**Input material:**
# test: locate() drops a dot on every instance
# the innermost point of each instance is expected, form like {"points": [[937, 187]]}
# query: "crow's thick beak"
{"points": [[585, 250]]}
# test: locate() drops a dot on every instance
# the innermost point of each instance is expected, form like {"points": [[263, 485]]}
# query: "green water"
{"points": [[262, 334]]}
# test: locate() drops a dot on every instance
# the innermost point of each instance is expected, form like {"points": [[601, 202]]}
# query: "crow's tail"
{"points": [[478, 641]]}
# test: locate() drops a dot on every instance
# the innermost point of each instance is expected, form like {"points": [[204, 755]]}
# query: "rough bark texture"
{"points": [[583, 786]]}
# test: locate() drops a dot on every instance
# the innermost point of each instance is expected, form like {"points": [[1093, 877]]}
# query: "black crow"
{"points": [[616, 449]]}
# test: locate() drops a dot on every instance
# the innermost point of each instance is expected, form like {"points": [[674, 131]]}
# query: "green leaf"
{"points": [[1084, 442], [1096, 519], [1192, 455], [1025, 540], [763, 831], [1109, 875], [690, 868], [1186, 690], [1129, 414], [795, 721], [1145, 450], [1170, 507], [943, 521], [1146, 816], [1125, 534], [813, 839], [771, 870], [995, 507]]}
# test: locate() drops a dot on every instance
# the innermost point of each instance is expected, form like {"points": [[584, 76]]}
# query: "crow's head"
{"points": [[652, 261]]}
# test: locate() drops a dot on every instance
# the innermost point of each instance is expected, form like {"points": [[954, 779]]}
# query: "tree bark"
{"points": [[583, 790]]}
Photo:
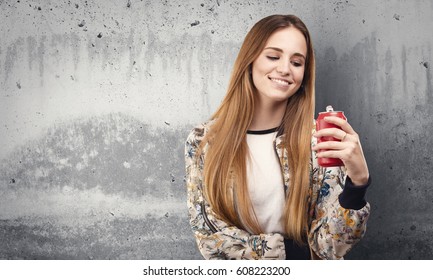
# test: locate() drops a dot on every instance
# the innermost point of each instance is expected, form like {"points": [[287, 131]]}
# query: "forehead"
{"points": [[288, 39]]}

**Instructions to follow:** Before you finish, make sure every line above has been repeated exactly and no picture remains in the copy.

**Solved problem:**
# test: locate() drops a dot on every instance
# the innermost point of each instance is expected, form like {"points": [[937, 187]]}
# query: "crow's thick beak"
{"points": [[585, 250]]}
# test: locate() drops a dot on every instance
# the innermost point of each instance is expected, form like {"points": [[263, 485]]}
# query: "green water"
{"points": [[262, 334]]}
# test: locate() drops a dot on every instance
# the innermost point of each instance is expected, form like {"points": [[601, 202]]}
# query: "crow's tail"
{"points": [[478, 641]]}
# test: locate() drops a dot on every instance
# the innermost point of each instance is expected, form like {"points": [[204, 755]]}
# query: "rough bark texture"
{"points": [[583, 786]]}
# test: locate() drops a dot on every instance
# the innermost point of each instance is expected, form like {"points": [[1093, 877]]}
# query: "black crow"
{"points": [[616, 449]]}
# test: locate() drops a dot on every instance
# the innermost point of each instance is expected, form like {"points": [[674, 131]]}
# query: "green leaf"
{"points": [[1084, 442], [1096, 519], [1192, 455], [1025, 540], [763, 831], [1109, 875], [690, 868], [1186, 690], [1129, 414], [795, 721], [1145, 450], [1170, 507], [943, 521], [1146, 816], [1125, 534], [813, 839], [771, 870], [995, 507]]}
# test: locate() drops a dot on every instance
# the innermost point of each instance is expected, form like {"points": [[584, 76]]}
# query: "crow's head"
{"points": [[652, 261]]}
# test: locate() drops a dot on every instance
# the innermost point of each instance is expected, form like {"points": [[954, 779]]}
# query: "tree bark"
{"points": [[583, 790]]}
Photo:
# test: locate() drops a dot on every instance
# the innermost point of each instance is expected, form like {"points": [[287, 131]]}
# query: "forehead"
{"points": [[288, 39]]}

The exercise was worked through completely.